- _Try it_: What follows is a set of records. Copy them exactly and leave out the images.
^^^^^^^^
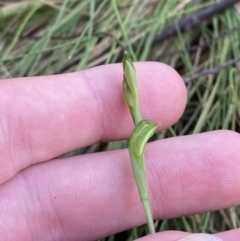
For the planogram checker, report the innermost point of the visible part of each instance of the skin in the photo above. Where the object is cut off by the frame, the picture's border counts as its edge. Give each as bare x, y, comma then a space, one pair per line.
91, 196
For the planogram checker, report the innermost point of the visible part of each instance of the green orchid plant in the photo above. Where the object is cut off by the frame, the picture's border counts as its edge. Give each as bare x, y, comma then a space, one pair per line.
143, 131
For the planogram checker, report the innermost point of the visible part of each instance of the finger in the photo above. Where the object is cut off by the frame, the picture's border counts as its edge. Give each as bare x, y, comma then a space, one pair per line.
95, 195
44, 117
232, 235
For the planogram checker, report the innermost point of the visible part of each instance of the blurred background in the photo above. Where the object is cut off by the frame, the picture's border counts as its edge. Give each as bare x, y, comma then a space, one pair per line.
^^^^^^^^
- _The completed task_:
For the planogram checker, report the innermost point of the visible part of each instance of the skin in the photo above. Where the object is cut off by the frame, the picture's border counts as its edge. Give each as bare x, y, comma then a space, one pair per line.
91, 196
For the planogram checker, report the innermost point of the visible part of each instance of the green orchid plant in the photo above. Where the object is cut off by the frame, the picture's border counts as its edge. Give each as bare x, y, comma then a space, one pair per line.
143, 131
For the planogram checker, report the innermost point of the visible part of each instance of the finger in the photo above. Where the object is cut off by the frame, the picture's border counts as its edge. Give each as bare x, y, comma then a space, one pair per line.
95, 195
44, 117
232, 235
For the planogram checker, report the innermost point of the visible part of each instance of the blurred background in the photo above. Where the object is cut off by the frame, the picture's border counts as its edge. Give each as bare x, y, comma then a space, one pair per line.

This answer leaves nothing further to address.